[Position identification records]
## BEGIN
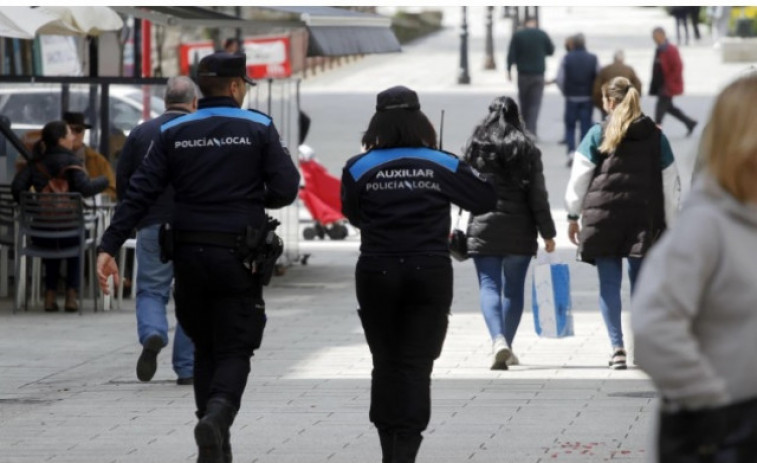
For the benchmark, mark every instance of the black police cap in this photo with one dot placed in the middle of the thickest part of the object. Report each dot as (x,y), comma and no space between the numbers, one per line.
(398,97)
(224,64)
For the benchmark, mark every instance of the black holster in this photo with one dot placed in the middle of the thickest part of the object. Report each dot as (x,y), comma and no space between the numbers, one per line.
(166,241)
(264,247)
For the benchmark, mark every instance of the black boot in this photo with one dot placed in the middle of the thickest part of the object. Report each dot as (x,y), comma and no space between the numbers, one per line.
(387,446)
(406,447)
(212,432)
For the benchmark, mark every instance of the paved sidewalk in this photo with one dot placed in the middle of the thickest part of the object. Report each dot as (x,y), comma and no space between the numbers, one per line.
(68,391)
(69,394)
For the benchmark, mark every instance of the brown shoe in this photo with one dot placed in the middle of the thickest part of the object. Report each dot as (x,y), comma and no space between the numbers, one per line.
(50,304)
(72,303)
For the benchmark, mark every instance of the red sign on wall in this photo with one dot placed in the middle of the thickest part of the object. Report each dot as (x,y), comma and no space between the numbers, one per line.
(267,57)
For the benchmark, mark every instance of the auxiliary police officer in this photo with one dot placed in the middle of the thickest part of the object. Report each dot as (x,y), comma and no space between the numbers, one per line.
(226,166)
(398,194)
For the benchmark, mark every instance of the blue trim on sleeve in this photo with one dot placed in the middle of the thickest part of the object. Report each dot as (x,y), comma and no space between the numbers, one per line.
(667,152)
(205,113)
(376,158)
(589,147)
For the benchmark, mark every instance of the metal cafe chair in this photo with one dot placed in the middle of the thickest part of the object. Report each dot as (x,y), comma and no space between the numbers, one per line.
(53,216)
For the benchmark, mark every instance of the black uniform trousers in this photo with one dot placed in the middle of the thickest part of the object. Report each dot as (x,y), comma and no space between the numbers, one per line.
(404,309)
(219,303)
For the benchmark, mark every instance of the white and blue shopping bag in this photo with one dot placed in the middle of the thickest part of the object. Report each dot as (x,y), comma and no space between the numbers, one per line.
(551,297)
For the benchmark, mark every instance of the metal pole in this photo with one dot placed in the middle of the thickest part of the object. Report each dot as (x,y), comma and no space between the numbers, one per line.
(105,120)
(137,48)
(516,19)
(462,75)
(94,58)
(238,35)
(489,61)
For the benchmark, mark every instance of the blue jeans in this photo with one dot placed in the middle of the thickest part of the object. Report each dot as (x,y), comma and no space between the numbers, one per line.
(153,292)
(610,270)
(577,112)
(501,281)
(530,94)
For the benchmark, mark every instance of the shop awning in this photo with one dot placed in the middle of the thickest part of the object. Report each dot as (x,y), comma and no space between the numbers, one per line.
(337,31)
(332,31)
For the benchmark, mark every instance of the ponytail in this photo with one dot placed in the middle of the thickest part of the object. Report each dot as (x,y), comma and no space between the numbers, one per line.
(50,137)
(627,110)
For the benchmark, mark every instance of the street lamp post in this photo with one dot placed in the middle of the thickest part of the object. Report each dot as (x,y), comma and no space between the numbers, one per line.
(462,75)
(489,62)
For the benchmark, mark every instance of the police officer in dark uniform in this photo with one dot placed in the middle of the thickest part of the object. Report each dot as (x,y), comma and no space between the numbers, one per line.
(225,165)
(398,194)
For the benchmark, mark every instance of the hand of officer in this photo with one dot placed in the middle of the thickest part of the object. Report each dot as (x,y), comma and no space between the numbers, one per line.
(106,266)
(573,230)
(549,245)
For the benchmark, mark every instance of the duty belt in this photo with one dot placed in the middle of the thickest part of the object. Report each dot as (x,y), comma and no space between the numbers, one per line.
(221,239)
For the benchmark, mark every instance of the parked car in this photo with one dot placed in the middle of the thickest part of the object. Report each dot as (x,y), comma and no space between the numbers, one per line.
(32,106)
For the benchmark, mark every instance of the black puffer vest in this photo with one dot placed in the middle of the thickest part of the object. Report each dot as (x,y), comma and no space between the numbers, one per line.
(624,211)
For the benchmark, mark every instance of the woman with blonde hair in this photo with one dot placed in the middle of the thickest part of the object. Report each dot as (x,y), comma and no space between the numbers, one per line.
(624,187)
(694,316)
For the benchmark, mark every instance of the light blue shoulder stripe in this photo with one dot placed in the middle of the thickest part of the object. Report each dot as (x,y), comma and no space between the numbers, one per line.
(375,158)
(205,113)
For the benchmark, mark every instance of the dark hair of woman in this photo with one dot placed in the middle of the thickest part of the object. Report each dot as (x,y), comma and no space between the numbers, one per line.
(52,132)
(395,128)
(500,138)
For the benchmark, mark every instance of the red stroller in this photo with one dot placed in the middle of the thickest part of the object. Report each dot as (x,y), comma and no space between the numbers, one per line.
(321,195)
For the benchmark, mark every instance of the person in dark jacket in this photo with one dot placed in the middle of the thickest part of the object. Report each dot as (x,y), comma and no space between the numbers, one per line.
(503,241)
(51,155)
(618,68)
(398,193)
(154,277)
(528,50)
(575,78)
(624,186)
(226,166)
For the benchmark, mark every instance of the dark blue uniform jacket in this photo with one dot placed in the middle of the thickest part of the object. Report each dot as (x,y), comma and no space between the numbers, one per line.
(134,151)
(226,166)
(400,198)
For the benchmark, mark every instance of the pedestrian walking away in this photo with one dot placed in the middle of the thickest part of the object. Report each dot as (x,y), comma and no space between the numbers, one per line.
(221,190)
(681,14)
(624,186)
(667,80)
(528,50)
(503,241)
(398,193)
(576,76)
(694,315)
(568,48)
(618,68)
(154,277)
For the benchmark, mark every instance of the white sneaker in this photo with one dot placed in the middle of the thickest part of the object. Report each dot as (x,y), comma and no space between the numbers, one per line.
(501,353)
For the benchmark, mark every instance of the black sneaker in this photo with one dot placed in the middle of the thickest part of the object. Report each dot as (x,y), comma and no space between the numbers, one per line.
(188,381)
(148,360)
(690,128)
(618,360)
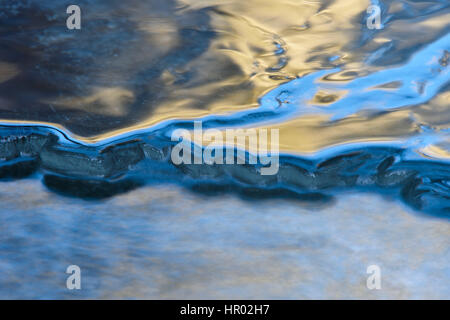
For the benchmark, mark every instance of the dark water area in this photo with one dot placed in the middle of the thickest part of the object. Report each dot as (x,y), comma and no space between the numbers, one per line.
(86,119)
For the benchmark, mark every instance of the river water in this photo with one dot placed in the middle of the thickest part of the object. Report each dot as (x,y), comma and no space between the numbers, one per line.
(86,119)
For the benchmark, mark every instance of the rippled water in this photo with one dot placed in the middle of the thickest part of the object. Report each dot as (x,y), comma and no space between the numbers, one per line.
(90,113)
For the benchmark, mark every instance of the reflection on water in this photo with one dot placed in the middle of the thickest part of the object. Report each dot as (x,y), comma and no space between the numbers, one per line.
(90,112)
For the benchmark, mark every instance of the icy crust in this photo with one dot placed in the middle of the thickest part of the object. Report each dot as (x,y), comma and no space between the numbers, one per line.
(102,171)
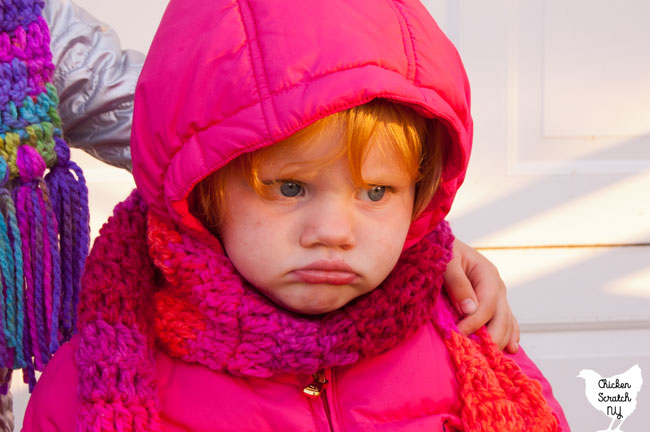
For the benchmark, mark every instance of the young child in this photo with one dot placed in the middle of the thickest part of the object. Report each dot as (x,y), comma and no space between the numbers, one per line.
(280,265)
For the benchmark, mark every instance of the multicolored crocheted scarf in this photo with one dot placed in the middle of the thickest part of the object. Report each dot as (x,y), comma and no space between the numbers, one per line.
(145,282)
(44,234)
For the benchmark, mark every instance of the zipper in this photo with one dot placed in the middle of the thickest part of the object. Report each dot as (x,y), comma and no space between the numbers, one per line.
(317,390)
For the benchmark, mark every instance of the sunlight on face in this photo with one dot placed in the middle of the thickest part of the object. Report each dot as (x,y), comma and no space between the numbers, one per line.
(321,241)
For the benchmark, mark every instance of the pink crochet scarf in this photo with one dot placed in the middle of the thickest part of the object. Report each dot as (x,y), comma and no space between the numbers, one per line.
(146,283)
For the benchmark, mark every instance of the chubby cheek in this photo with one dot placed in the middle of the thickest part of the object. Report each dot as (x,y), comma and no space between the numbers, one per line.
(246,243)
(386,246)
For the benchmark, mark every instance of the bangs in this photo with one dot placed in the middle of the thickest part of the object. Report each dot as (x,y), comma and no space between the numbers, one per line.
(390,127)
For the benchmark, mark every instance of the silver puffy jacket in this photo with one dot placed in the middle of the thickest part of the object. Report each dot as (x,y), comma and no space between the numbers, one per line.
(95,79)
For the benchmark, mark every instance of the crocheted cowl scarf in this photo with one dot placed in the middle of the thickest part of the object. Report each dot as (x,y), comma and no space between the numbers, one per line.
(145,283)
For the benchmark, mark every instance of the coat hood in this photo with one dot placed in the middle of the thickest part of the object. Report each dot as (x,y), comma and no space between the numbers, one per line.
(226,77)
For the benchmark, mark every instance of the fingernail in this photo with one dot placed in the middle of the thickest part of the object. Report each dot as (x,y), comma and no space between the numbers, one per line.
(468,306)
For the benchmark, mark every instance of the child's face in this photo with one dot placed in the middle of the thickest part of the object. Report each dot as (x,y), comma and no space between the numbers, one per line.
(323,241)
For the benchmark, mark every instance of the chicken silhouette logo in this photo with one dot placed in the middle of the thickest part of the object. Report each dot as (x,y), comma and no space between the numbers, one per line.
(615,396)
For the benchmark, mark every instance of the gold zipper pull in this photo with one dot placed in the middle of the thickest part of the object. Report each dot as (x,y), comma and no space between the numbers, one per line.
(315,389)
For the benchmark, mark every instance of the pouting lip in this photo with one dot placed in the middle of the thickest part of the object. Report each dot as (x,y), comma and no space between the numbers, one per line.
(327,265)
(326,273)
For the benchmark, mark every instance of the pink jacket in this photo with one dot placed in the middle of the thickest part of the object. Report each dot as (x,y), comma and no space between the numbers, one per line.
(224,77)
(390,392)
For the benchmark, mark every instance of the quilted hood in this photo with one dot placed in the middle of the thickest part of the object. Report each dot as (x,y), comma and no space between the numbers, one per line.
(226,77)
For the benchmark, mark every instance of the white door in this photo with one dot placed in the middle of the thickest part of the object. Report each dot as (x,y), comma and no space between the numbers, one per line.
(558,191)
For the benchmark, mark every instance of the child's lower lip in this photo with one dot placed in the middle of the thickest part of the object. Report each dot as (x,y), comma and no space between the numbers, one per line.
(325,277)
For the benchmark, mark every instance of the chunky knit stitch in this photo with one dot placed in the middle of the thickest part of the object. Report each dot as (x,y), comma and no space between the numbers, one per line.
(204,312)
(38,218)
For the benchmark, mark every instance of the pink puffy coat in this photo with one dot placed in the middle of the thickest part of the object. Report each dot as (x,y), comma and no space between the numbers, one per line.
(224,77)
(400,390)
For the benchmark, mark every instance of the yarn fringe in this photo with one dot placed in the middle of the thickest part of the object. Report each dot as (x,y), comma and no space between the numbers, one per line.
(44,231)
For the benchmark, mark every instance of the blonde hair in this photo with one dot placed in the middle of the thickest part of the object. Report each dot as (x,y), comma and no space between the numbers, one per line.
(416,140)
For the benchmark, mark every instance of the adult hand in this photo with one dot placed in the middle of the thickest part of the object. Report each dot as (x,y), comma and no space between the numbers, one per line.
(479,294)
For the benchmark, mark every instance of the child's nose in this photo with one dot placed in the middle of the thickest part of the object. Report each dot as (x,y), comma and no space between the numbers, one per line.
(329,224)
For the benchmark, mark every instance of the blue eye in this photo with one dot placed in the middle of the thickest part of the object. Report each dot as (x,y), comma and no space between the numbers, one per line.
(376,193)
(290,189)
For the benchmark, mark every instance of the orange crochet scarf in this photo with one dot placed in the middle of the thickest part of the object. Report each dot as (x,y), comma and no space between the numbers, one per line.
(209,315)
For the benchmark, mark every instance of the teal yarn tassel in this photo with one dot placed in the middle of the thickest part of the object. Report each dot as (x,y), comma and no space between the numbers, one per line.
(44,233)
(12,271)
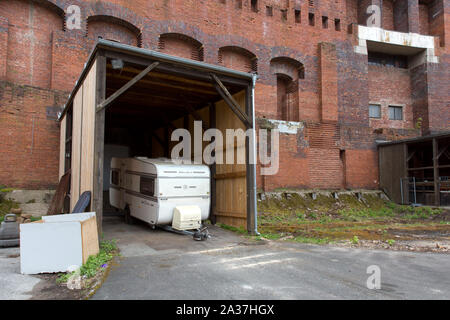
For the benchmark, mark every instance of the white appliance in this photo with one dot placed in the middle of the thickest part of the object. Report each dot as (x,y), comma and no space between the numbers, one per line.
(152,190)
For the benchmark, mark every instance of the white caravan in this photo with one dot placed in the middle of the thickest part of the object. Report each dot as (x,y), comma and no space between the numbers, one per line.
(161,192)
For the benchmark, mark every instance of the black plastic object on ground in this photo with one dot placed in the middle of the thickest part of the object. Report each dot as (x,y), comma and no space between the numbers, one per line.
(9,232)
(82,203)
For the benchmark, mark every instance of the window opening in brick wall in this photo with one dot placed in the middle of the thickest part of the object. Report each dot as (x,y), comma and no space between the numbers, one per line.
(311,19)
(254,5)
(375,111)
(324,22)
(395,113)
(337,24)
(298,17)
(287,98)
(384,59)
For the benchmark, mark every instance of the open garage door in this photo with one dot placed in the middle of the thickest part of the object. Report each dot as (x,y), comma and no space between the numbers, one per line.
(136,98)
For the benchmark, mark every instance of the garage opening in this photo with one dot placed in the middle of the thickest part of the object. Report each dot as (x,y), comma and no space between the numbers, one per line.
(129,101)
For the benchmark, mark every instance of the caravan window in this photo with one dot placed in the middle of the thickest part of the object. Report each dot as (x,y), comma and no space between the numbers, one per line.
(115,177)
(148,186)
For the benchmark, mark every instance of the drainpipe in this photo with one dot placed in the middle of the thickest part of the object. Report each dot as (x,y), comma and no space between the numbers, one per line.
(255,204)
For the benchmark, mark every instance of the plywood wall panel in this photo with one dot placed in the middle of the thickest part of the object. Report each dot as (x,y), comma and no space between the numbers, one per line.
(231,182)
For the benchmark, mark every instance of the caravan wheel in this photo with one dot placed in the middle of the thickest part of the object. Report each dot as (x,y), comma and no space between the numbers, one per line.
(128,218)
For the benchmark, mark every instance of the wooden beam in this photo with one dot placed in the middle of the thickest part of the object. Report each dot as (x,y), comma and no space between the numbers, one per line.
(437,187)
(225,94)
(196,116)
(230,175)
(213,169)
(97,192)
(127,86)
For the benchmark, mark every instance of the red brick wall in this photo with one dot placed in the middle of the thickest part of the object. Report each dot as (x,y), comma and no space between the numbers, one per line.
(29,48)
(391,86)
(38,53)
(29,142)
(111,31)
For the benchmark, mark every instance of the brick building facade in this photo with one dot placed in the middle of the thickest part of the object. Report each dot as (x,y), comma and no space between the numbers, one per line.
(343,85)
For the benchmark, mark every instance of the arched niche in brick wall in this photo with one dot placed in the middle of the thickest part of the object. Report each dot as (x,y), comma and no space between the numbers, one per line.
(29,42)
(238,58)
(287,72)
(181,45)
(113,28)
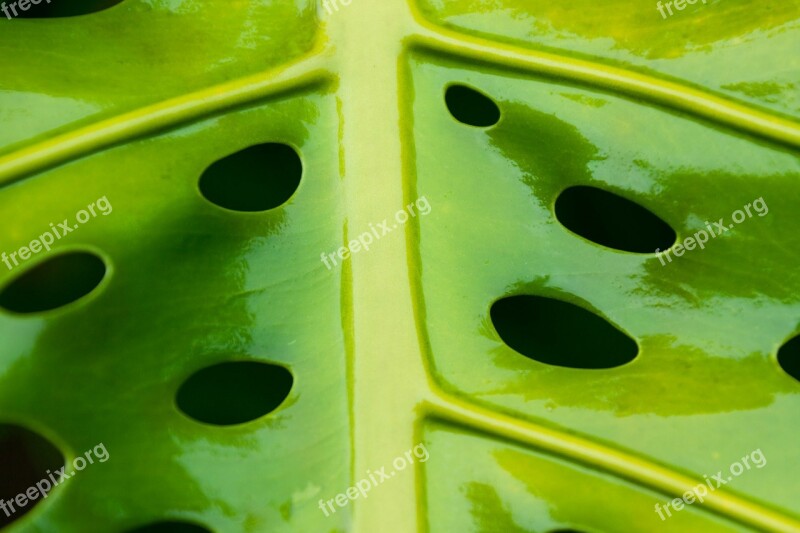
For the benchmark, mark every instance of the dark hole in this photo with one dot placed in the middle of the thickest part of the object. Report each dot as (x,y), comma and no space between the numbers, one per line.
(54,283)
(789,357)
(234,393)
(25,460)
(257,178)
(559,333)
(171,527)
(471,107)
(611,220)
(57,8)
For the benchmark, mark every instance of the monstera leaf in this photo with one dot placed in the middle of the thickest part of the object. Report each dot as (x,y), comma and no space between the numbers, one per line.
(399,266)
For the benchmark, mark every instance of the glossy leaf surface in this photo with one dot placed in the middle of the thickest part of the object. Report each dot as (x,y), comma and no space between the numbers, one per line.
(691,118)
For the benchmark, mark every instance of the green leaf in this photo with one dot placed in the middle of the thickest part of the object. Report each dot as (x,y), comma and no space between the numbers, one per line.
(197,176)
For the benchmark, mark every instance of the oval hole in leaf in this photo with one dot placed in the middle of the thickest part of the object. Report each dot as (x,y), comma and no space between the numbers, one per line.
(789,357)
(54,283)
(559,333)
(257,178)
(64,8)
(234,392)
(171,527)
(613,221)
(471,107)
(25,458)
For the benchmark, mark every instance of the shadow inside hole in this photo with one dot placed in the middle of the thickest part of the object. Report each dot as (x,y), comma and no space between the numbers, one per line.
(56,8)
(471,107)
(559,333)
(53,283)
(234,392)
(26,459)
(257,178)
(613,221)
(171,527)
(789,357)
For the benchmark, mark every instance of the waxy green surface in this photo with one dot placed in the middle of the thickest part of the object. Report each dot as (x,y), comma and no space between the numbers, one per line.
(691,117)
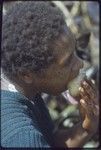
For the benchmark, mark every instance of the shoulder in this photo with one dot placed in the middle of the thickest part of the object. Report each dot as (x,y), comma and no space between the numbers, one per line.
(18,129)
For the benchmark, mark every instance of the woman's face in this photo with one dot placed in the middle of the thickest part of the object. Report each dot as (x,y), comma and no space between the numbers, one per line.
(65,68)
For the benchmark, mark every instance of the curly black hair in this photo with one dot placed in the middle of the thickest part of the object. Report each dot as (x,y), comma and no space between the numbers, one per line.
(27,31)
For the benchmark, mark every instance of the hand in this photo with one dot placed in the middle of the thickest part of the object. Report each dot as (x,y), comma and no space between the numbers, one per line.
(89,107)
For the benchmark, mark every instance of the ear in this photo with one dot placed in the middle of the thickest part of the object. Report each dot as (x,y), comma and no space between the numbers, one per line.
(83,40)
(26,78)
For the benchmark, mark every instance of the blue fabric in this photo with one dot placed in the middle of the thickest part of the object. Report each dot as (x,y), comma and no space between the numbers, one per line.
(19,124)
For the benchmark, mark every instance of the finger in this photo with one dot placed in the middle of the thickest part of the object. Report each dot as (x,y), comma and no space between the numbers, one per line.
(88,109)
(88,90)
(83,93)
(91,83)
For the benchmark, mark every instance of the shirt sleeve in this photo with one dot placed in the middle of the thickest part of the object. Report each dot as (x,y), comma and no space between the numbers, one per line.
(26,138)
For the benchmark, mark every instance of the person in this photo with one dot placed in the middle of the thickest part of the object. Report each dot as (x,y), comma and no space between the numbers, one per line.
(39,56)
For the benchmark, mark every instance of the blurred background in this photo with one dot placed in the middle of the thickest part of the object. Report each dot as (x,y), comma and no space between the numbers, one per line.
(81,17)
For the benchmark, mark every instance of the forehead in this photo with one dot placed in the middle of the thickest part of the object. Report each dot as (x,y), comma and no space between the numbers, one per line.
(65,43)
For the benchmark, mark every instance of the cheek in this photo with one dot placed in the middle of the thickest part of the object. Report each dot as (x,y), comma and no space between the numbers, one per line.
(76,64)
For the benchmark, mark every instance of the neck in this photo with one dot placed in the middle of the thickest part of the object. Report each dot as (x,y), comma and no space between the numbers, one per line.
(28,92)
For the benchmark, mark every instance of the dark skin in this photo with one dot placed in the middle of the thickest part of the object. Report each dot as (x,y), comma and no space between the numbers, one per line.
(54,80)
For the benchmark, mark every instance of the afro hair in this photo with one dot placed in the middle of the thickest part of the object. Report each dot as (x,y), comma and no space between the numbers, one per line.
(27,33)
## END
• _Problem requirements_: Only those lines running from the one containing "For the benchmark, mark every instance of the cheek" through the last line of the data above are to be copied, exactly, with both ends included.

• _Exercise output_:
For the benchmark, mark every instance of the cheek in this photo with one dot placed in the middle of the thickest part of the object. Report each dot as (x,y), comma and no space between the numbers, one per line.
(76,64)
For the benchmark, mark every instance of the neck in this photo with one dot placed in the middle of the thickest part of the object. Report each dot as (x,y), comma and no space between the numbers, one per line.
(28,92)
For the benchmark, mark every instance of the dark skin in this photo with one dot placed in the middle of the thickest part of the object. Report each dot as (x,y), comma and no space between the numbers, one per line.
(54,80)
For the benchmark, mark every instance of the afro hair in this photo with one dot placed in the middle of the thickest part of the object. Report each dot as (x,y), comma and no space between the numbers, one per line.
(27,33)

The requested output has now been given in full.